[EXTRACTED ENTRIES — start]
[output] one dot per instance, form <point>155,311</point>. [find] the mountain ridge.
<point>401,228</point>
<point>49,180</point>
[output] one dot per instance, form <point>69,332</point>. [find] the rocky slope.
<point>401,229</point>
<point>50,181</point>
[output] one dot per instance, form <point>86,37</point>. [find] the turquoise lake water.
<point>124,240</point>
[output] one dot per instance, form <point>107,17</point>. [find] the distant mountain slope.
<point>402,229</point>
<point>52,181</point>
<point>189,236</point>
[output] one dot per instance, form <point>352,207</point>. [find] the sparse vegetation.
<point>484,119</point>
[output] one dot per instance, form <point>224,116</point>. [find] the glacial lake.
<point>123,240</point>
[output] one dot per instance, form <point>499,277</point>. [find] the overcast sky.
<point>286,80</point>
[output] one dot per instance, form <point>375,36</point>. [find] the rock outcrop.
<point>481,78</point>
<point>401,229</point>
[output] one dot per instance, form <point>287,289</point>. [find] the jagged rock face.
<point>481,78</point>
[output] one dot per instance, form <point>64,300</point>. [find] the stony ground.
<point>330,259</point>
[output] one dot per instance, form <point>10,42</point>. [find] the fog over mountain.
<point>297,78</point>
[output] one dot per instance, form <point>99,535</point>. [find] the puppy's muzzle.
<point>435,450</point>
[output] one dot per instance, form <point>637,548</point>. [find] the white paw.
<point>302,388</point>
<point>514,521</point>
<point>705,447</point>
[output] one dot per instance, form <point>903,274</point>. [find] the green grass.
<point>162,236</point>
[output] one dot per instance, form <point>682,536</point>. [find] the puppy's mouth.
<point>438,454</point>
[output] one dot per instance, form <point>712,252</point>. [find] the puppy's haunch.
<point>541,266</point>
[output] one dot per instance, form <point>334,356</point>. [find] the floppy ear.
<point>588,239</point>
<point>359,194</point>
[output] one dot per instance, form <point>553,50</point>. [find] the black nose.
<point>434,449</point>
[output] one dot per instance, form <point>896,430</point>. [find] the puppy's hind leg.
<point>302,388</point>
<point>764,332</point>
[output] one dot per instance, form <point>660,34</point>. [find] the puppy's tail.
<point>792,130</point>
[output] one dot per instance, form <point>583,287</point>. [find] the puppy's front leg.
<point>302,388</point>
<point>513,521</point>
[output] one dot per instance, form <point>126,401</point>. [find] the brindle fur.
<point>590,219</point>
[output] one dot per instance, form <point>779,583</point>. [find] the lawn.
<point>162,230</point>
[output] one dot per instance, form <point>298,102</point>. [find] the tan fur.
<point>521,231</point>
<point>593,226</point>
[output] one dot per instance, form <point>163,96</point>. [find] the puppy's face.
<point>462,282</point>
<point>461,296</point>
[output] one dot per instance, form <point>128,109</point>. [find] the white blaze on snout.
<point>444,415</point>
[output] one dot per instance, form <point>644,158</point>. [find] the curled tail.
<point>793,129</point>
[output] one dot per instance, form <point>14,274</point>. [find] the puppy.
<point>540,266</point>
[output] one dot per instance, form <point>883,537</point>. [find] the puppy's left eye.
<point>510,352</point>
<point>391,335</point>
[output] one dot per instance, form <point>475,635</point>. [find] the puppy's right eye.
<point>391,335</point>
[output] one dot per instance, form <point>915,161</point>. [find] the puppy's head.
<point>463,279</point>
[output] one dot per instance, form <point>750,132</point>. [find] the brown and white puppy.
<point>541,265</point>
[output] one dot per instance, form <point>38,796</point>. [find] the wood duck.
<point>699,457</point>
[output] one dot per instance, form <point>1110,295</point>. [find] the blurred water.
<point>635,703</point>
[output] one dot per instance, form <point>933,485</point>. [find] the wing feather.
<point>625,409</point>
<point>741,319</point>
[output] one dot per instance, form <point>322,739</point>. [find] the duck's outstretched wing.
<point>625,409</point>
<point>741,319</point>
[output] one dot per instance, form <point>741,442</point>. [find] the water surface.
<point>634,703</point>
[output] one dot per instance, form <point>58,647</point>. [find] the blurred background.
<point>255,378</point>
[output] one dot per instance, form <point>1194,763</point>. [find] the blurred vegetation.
[EXTRACTED ENTRIES — finish]
# [DIRECTIONS]
An exact transcription of all the records is required.

# [OUTPUT FOR THIS TASK]
[output] one dot per instance, form <point>155,311</point>. [find] the mountain ridge.
<point>401,228</point>
<point>49,180</point>
[output] one dot per instance, form <point>69,332</point>. [find] the rocky slope.
<point>401,229</point>
<point>50,181</point>
[output] one dot per instance, form <point>86,37</point>. [find] the turquoise lake water.
<point>124,240</point>
[output] one dot per instance, form <point>107,17</point>. [find] the distant mountain slope.
<point>402,229</point>
<point>52,181</point>
<point>189,236</point>
[output] one dot per instance, form <point>352,207</point>. [find] the sparse vegetation.
<point>484,119</point>
[output] one dot per instance, form <point>224,116</point>. [find] the glacial lake.
<point>123,240</point>
[output] one dot per instance, form <point>499,277</point>. [find] the overcast sky.
<point>286,80</point>
[output] one dot per instance, form <point>375,36</point>. [find] the rock outcrop.
<point>481,78</point>
<point>401,229</point>
[output] one dot per instance, form <point>287,289</point>. [find] the jagged rock face.
<point>481,78</point>
[output] one dot per instance, form <point>64,300</point>. [find] the stony ground.
<point>330,259</point>
[output] one dot per instance, form <point>10,42</point>. [find] the fog over mountain.
<point>297,78</point>
[output] one dot per instance, form <point>99,535</point>. [find] the puppy's muzzle.
<point>435,450</point>
[output] one dot per instance, form <point>637,548</point>. [find] the white paw.
<point>302,388</point>
<point>514,521</point>
<point>705,447</point>
[output] one dot per instance, form <point>903,274</point>. [find] the green grass.
<point>162,236</point>
[output] one dot per instance, form <point>682,536</point>. [find] the puppy's mouth.
<point>438,454</point>
[output] one dot per instance, form <point>712,252</point>. [find] the puppy's haunch.
<point>541,266</point>
[output] one dot per instance, form <point>334,356</point>. [find] the floppy ear.
<point>588,239</point>
<point>359,194</point>
[output] one dot per instance, form <point>553,50</point>. [find] the black nose.
<point>434,449</point>
[output] one dot per instance, form <point>896,430</point>. [find] the puppy's hind leg.
<point>302,388</point>
<point>764,332</point>
[output] one dot per instance, form <point>660,34</point>. [find] the puppy's tail.
<point>792,130</point>
[output] one dot per instance, form <point>583,287</point>. [find] the puppy's front leg.
<point>302,388</point>
<point>513,521</point>
[output] one dot per instance, form <point>126,401</point>. [find] the brindle fur.
<point>590,219</point>
[output] one dot per instance, form <point>779,583</point>. [find] the lawn.
<point>162,230</point>
[output] one dot per instance, form <point>298,102</point>. [find] the tan fur.
<point>521,231</point>
<point>593,226</point>
[output] one dot per instance, form <point>163,96</point>. [find] the puppy's face.
<point>462,282</point>
<point>461,296</point>
[output] one dot per instance, form <point>128,109</point>. [find] the white blaze on snout.
<point>444,415</point>
[output] one dot per instance, form <point>644,158</point>. [find] the curled tail.
<point>793,129</point>
[output] one dot per instance, form <point>14,274</point>. [find] the puppy.
<point>540,266</point>
[output] one dot per instance, form <point>883,537</point>. [find] the puppy's left eye.
<point>510,352</point>
<point>391,335</point>
[output] one dot per instance, form <point>475,635</point>. [find] the puppy's right eye.
<point>391,335</point>
[output] one dot per instance, form <point>915,161</point>. [find] the puppy's head.
<point>463,279</point>
[output] one dot per instance, form <point>750,132</point>. [find] the brown and white puppy.
<point>541,265</point>
[output] one dot per instance, form <point>38,796</point>. [find] the wood duck.
<point>699,457</point>
[output] one dot per instance, form <point>1110,295</point>. [find] the blurred water.
<point>635,703</point>
[output] one dot per instance, form <point>933,485</point>. [find] the wing feather.
<point>625,409</point>
<point>741,319</point>
[output] one dot per instance, form <point>322,739</point>. [find] the duck's outstretched wing.
<point>625,409</point>
<point>741,319</point>
[output] one dot per instance, form <point>741,442</point>. [find] the water surface.
<point>634,703</point>
[output] one dot per instance, form <point>58,647</point>. [find] the blurred background.
<point>255,378</point>
[output] one dot per instance, form <point>1194,763</point>. [find] the blurred vegetation.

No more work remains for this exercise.